Problem description: In full and word for word, restate the lines of the listing.

◆ ◆ ◆ ◆ ◆

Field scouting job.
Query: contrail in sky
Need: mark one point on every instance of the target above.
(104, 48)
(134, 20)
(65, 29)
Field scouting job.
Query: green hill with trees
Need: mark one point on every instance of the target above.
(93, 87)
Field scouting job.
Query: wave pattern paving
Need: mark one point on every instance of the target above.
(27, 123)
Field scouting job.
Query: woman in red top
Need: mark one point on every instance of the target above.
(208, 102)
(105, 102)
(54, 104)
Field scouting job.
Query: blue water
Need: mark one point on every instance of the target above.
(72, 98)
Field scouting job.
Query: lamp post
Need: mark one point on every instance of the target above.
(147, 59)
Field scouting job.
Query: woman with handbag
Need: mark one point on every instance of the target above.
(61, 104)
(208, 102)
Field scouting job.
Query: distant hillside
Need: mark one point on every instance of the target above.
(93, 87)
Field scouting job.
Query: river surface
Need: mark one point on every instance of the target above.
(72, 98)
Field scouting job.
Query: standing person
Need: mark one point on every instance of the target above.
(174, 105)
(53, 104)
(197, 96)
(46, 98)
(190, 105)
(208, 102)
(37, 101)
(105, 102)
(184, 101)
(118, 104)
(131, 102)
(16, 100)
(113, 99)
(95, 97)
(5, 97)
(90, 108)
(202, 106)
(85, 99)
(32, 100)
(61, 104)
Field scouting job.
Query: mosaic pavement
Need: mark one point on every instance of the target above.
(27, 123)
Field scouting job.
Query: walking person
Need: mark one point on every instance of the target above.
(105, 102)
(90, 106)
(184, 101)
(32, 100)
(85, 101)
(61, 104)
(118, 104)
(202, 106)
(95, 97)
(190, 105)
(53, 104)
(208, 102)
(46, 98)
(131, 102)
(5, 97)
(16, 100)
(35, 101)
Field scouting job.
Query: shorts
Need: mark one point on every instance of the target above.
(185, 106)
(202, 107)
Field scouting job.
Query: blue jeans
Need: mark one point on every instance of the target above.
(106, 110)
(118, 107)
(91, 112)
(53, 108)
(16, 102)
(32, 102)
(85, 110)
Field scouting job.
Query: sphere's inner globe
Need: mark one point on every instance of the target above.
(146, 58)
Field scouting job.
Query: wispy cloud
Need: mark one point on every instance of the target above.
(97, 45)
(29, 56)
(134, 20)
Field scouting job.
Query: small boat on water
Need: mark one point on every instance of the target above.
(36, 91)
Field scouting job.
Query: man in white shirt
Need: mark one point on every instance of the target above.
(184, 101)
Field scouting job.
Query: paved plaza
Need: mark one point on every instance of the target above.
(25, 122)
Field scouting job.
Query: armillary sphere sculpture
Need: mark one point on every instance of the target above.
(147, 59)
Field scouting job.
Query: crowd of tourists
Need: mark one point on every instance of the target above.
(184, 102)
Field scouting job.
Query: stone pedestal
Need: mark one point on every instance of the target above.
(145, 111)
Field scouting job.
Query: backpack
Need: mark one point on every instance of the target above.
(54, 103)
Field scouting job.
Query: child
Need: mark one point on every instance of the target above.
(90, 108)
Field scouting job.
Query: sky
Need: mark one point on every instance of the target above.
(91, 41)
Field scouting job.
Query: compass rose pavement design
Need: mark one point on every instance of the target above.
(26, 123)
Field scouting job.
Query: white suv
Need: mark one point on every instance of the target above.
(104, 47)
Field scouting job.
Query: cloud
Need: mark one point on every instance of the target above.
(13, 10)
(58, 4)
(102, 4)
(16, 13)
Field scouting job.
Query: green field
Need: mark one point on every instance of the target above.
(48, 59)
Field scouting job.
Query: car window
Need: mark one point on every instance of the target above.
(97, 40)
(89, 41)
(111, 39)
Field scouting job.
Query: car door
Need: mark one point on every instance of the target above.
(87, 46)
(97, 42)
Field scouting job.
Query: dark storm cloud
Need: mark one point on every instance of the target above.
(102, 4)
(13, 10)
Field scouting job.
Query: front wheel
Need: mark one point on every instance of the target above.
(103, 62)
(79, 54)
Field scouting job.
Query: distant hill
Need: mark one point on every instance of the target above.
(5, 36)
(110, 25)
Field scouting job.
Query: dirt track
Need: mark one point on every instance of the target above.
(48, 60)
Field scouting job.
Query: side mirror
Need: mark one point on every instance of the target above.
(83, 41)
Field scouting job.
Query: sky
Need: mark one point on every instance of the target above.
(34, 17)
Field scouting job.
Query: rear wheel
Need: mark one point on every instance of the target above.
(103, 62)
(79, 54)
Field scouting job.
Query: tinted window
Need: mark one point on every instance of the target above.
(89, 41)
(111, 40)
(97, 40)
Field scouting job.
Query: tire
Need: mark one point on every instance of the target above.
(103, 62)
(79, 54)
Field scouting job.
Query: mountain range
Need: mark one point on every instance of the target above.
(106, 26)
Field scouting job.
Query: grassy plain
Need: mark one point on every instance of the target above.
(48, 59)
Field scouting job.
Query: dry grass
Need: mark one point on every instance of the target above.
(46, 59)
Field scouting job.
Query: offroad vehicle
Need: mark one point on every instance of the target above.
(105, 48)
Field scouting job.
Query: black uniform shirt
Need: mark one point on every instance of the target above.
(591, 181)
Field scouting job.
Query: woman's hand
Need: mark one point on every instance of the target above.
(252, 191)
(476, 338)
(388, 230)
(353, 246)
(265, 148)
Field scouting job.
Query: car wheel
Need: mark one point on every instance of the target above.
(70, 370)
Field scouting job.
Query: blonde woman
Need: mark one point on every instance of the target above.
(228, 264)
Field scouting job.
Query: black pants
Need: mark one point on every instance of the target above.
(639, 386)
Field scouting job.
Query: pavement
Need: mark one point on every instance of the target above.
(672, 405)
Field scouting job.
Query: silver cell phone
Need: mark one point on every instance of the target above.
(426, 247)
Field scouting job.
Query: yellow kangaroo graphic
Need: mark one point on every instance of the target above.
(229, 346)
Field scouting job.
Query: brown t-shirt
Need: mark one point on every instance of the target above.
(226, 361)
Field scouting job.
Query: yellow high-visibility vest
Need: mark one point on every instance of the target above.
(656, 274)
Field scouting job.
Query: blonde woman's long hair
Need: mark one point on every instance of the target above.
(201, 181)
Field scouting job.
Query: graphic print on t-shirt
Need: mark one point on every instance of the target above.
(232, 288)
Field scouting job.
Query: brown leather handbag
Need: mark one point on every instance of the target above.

◆ ◆ ◆ ◆ ◆

Task answer:
Field scouting job.
Query: contrail in sky
Need: mark one point on every instance of the target above.
(104, 48)
(134, 20)
(65, 29)
Field scouting job.
Query: green hill with trees
Need: mark one point on every instance of the target above.
(93, 87)
Field scouting job.
Query: wave pattern paving
Need: mark one point on every instance of the target above.
(27, 123)
Field scouting job.
Query: woman in red top
Need: mark one point on every instance of the target above.
(208, 102)
(105, 102)
(54, 104)
Field scouting job.
Query: blue water
Need: mark one point on every instance of the target above.
(72, 98)
Field scouting job.
Query: lamp post
Need: mark one point on every instance of the target above.
(147, 59)
Field scouting job.
Query: woman with handbag
Need: mark one point on every instance of the target above.
(61, 104)
(208, 102)
Field scouting job.
Query: distant hillside
Need: mark one point on every instance of the target above.
(93, 87)
Field scouting job.
Query: river surface
Need: mark one point on every instance of the target above.
(72, 98)
Field scouting job.
Query: standing person
Need: mark one point on every instance of the target above.
(174, 105)
(53, 104)
(197, 96)
(46, 98)
(190, 105)
(208, 102)
(37, 101)
(105, 102)
(184, 101)
(118, 104)
(131, 102)
(16, 100)
(113, 99)
(95, 97)
(5, 97)
(90, 108)
(202, 106)
(85, 99)
(32, 100)
(61, 104)
Field scouting job.
Query: mosaic pavement
Need: mark one point on every instance of the target above.
(27, 123)
Field scouting job.
Query: walking person
Need: mark one point on every instance of the target above.
(105, 102)
(90, 106)
(184, 101)
(32, 100)
(85, 101)
(61, 104)
(118, 104)
(202, 106)
(95, 97)
(190, 105)
(53, 104)
(208, 102)
(46, 98)
(131, 102)
(5, 97)
(16, 100)
(35, 101)
Field scouting job.
Query: shorts
Need: mark one point on every instance of the target above.
(185, 106)
(202, 107)
Field scouting job.
Query: blue jeans
Need: mark one point on every instance of the target above.
(106, 110)
(118, 107)
(91, 112)
(53, 108)
(16, 102)
(32, 102)
(85, 110)
Field scouting job.
Query: sphere's inner globe
Need: mark one point on every instance of the target above.
(146, 58)
Field scouting job.
Query: wispy cloud
Need: mark one point on every instance of the target above.
(97, 45)
(29, 56)
(134, 20)
Field scouting job.
Query: small boat on water
Need: mark one point on every instance of the target above.
(36, 91)
Field scouting job.
Query: man in white shirt
Need: mark one point on every instance of the target above.
(184, 101)
Field scouting job.
Query: paved plaza
Need: mark one point on every instance of the target above.
(25, 122)
Field scouting job.
Query: armillary sphere sculpture
Need: mark one point on every instance of the target above.
(147, 59)
Field scouting job.
Query: crowd of tourists
Need: mark one point on every instance of the target above.
(184, 102)
Field scouting job.
Query: stone pedestal
Need: mark one point on every instance of the target above.
(145, 111)
Field scouting job.
Query: backpack
Need: mark one point on every instance of the target above.
(54, 103)
Field scouting job.
Query: child
Need: mark one point on every instance of the target above.
(90, 108)
Field scouting job.
Query: sky
Need: mark one point on every instance of the target above.
(91, 41)
Field scouting job.
Query: compass rose pavement design
Need: mark one point on every instance of the target above.
(26, 123)
Field scouting job.
Query: white suv
Need: mark one point on every instance of the target above.
(104, 47)
Field scouting job.
Query: cloud
Need: mark one point on every instance of the target above.
(13, 10)
(58, 4)
(102, 4)
(16, 13)
Field scouting job.
Query: green field
Need: mark one point on every instance of the target above.
(48, 59)
Field scouting job.
Query: car window
Need: mark one point on every instance of the target above.
(97, 40)
(89, 41)
(111, 39)
Field scouting job.
Query: car door
Need: mark one point on every instance of the target above.
(87, 46)
(97, 42)
Field scouting job.
Query: dark storm cloud
Need: mark one point on every instance of the target above.
(102, 4)
(13, 10)
Field scouting job.
Query: front wheel
Need: mark one point on every instance of the target above.
(103, 62)
(79, 54)
Field scouting job.
Query: distant hill
Need: mark one point on every instance of the target above.
(5, 36)
(110, 25)
Field scouting job.
Query: dirt track
Need: mark one point on every instance of the target above.
(48, 60)
Field scouting job.
Query: side mirror
Need: mark one point on every instance of the target above.
(83, 41)
Field scouting job.
Query: sky
Need: mark one point on every instance of the target above.
(34, 17)
Field scouting job.
Query: rear wheel
Need: mark one point on every instance of the target above.
(103, 62)
(79, 54)
Field scouting job.
Query: tinted window
Need: mark one point on every instance of the target above.
(89, 41)
(111, 40)
(97, 40)
Field scouting job.
Query: tire
Need: mark one point on every instance of the target above.
(103, 62)
(79, 54)
Field scouting job.
Query: mountain range
Need: mark one point on every instance of the target above.
(106, 26)
Field scouting job.
Query: grassy plain
Need: mark one point on every instance of the target above.
(48, 59)
Field scouting job.
Query: dry grass
Need: mark one point on every instance of the target above.
(46, 59)
Field scouting job.
Query: offroad vehicle
Need: mark one point on every instance of the target above.
(105, 48)
Field scouting job.
Query: black uniform shirt
Need: mark one point on every instance of the target above.
(591, 181)
Field scouting job.
Query: woman's hand
Need: mark one point on every instance of the target above.
(252, 191)
(476, 338)
(388, 230)
(353, 246)
(265, 148)
Field scouting job.
Query: car wheel
Need: mark one point on every instance of the target above.
(70, 370)
Field scouting job.
Query: blonde woman
Need: mark one point on every instance of the target above.
(228, 264)
Field scouting job.
Query: black pants
Need: mark one point on every instance of the target above.
(639, 386)
Field scouting job.
Query: pavement
Need: mark one point on every instance of the target above.
(672, 405)
Field scouting job.
Query: silver cell phone
Need: mark one point on every instance of the target above.
(426, 247)
Field scouting job.
Query: yellow kangaroo graphic
Need: mark one point on every instance of the target above.
(229, 346)
Field scouting job.
Query: brown t-shirt
Need: mark one point on every instance of the target above.
(226, 361)
Field scouting job.
Query: yellow high-visibility vest
Need: mark one point on every instance of the target above.
(656, 274)
Field scouting job.
Query: blonde woman's long hair
Need: mark one point on every instance of the target above.
(201, 181)
Field scouting job.
Query: graphic print on t-shirt
Need: mark one point on every instance of the target above.
(232, 288)
Field scouting job.
Query: brown leather handbag
Need: mark one point on every instance of the target above.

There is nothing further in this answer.